● Task instructions
**A.** Does each of the following statements agree with the passage on bronchial adenoma below? Answer yes or no for each, and quote the exact words from the passage that decide it. (i) Large tumors are more often found in the left lung than in the right. (ii) Carcinoid syndrome occurs in most patients that have liver metastases. (iii) Hemoptysis is caused by the existence of a bronchial obstruction.
**B.** Can you carry on the passage on bronchial adenoma below, picking up from where it stops?

● Excerpted passage
Despite the fact that the term 'bronchial adenoma' suggests a non-neoplastic disease, it really stands for a multitude of tumor types, originating from the bronchial glands or epithelium, like carcinoid, adenoid cystic carcinoma, mucoepidermoid carcinoma or mucous gland adenoma. These neoplasms have a more or less prominent malignant potential that dictates clinical evolution.
Bronchial adenoma may be asymptomatic, especially if located in a distal area. In these cases, they are discovered incidentally. When the disease does induce clinical manifestations, these may mimic other conditions, like asthma or pneumonia. Symptoms like a cough (dry or productive), dyspnea, stridor or wheezing are caused by the existence of a bronchial obstruction, while hemoptysis is due to the rupture of the tumor vessels. Carcinoid syndrome is less frequently encountered   and more difficult to clinically diagnose , but it occurs in most patients that have liver metastases. Symptoms consist of asthma-like symptoms, flushing, palpitations and diarrhea. Furthermore, a recurrent infectious episode may complicate disease evolution and recognition.
When the tumor is big enough to compress neighboring structures, it may induce hoarseness, chest pain or chylothorax. Large tumors are more often found in the right lung rather than the left. The patient may complain of paraplegia, vertebral pain or sensory deficit due to acute spinal cord compression. Upper limbs may be painful and occasionally present with muscular atrophy. Horner syndrome (miosis, hemifacial anhidrosis, and partial ptosis) is caused by Pancoast tumors. Sometimes, the physician encounters a superior vena cava syndrome, characterized by dilated upper extremities and jugular veins, facial edema, papilledema and mental changes. Patients may also exhibit low-grade fever and weight loss. Breath sounds may prove asymmetric on auscultation and this method sometimes reveals condensation (pneumonia or abscess) processes distal to the obstruction site. Auscultation is occasionally consistent with emphysema or pleural effusion . The tumor itself may cause increased work of breathing with intercostal retractions, dyspnea, orthopnea, and cyanosis.
Bronchial carcinoid has also been described in the pediatric population. This age group is often symptomatic and have recurrent pulmonary infectious episodes . If a cough or wheezing do not properly respond to standard therapy, bronchial adenoma or carcinoid suspicion should be rapidly raised and investigated .

● Supplied entries
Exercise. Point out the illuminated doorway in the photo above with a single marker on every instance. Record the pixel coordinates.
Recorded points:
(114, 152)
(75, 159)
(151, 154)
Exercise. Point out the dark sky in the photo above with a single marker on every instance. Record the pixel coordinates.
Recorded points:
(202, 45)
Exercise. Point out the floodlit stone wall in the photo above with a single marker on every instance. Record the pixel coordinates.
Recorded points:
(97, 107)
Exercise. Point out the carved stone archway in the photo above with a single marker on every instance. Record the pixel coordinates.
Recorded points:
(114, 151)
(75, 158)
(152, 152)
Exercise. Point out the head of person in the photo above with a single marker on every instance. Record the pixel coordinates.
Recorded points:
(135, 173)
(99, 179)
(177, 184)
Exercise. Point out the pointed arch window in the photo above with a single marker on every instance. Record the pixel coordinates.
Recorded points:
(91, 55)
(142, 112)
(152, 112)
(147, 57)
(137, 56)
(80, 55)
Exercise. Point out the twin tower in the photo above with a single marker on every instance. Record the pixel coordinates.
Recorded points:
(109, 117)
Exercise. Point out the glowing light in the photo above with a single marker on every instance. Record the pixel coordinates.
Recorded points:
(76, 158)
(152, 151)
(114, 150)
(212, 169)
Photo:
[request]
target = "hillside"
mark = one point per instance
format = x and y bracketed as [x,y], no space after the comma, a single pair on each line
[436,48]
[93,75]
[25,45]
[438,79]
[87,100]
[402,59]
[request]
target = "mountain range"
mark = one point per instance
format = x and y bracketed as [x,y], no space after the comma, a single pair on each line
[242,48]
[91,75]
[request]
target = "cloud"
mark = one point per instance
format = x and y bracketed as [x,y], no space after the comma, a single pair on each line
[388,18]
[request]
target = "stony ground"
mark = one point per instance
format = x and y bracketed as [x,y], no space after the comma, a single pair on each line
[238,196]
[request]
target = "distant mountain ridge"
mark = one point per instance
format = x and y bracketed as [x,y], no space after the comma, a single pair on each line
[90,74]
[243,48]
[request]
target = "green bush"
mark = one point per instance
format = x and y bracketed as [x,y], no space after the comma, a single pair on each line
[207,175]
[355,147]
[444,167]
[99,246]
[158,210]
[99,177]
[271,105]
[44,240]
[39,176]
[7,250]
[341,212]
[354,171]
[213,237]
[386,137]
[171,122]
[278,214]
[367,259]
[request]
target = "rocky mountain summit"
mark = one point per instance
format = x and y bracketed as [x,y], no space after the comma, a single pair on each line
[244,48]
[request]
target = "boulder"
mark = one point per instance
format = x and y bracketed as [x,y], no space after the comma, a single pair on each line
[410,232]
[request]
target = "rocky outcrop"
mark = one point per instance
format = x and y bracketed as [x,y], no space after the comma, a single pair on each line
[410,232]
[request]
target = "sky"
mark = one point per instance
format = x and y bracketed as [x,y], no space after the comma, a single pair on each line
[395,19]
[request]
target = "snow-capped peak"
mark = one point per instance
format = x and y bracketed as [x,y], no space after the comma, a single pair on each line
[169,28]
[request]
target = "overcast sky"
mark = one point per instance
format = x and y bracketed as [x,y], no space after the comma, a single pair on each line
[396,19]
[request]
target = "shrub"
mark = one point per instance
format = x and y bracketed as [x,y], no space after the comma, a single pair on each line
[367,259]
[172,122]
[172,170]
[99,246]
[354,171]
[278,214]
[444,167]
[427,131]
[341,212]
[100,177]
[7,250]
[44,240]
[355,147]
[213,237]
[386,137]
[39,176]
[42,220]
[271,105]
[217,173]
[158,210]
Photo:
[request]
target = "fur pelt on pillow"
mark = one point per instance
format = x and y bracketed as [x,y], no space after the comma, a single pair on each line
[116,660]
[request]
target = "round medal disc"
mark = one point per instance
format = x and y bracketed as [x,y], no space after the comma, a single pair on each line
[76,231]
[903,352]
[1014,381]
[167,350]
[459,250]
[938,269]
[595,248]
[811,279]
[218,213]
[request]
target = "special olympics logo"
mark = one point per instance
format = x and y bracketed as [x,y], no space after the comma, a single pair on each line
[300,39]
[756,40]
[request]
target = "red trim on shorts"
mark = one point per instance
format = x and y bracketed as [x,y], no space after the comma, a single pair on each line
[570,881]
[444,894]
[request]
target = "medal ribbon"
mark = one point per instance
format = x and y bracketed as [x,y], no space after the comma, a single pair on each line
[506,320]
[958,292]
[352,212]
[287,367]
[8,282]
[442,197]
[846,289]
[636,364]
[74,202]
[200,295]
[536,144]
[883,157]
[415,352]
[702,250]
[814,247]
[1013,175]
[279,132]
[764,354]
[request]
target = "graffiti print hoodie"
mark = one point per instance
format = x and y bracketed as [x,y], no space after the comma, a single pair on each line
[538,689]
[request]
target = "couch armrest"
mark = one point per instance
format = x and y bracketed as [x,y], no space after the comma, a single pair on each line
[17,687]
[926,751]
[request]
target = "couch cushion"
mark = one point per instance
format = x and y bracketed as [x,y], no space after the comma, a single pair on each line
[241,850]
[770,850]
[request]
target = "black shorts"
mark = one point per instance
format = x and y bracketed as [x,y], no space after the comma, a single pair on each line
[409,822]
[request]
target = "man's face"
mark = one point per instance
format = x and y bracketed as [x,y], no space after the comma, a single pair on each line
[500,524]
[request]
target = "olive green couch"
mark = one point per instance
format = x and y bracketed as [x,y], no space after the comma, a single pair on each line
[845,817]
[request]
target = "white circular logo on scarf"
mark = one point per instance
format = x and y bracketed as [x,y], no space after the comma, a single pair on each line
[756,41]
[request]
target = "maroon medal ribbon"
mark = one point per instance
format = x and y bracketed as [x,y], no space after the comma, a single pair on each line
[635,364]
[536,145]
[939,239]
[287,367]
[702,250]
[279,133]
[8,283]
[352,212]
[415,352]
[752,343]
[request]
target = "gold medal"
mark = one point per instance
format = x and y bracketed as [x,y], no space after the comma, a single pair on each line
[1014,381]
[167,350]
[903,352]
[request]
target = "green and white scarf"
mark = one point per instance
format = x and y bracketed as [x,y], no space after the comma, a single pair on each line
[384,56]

● Answers per task
**A.**
(i) No: "Large tumors are more often found in the right lung rather than the left."
(ii) Yes: "but it occurs in most patients that have liver metastases."
(iii) No: "hemoptysis is due to the rupture of the tumor vessels."

**B.**
Blood workup in bronchial adenoma should include a complete blood cell count that will help differentiate pneumonia from other types of pulmonary condensation. The presence of anemia suggests significant blood loss by hemoptysis. A patient with severe respiratory distress should undergo an arterial blood gas determination, that may reveal decreased oxygen and increased carbon dioxide concentrations. A sputum culture is only useful if a distal infectious process exists. More specific markers are synaptophysin, calcitonin, bombesin, serotonin, neuron-specific enolase, corticotropin and antidiuretic hormone, keeping in mind that all of these are also increased in small cell lung cancer. Immunohistochemistry identifies tumor secretory substances.
The presence of a tumor can be suspected on a plain thoracic radiograph, but its type cannot be specified . Supplementary views, like the oblique ones, are sometimes useful. This investigation highlights the presence of different aspects, such as pleural effusion (that masks everything beneath it), a nodule or mass, an atelectasis area due to bronchial obstruction or infiltrative process. Hilar lymphadenopathy may signify infection or tumor . A normal radiological aspect does not necessarily exclude the disease. Therefore, in selected cases, a computed tomography (CT) scan can provide further information regarding calcification, compression, and location, as well as bronchiectasis or peripheral atelectasis. Contrast enhancement is homogeneous in typical carcinoid and less prominent in atypical one. Osseous metaplasia can also be encountered. Two-thirds of patients, those with somatostatin-positive tumors can be identified using octreotide or 99m technetium depreotide single-photon emission CT scanning, which represents alternative diagnosis methods.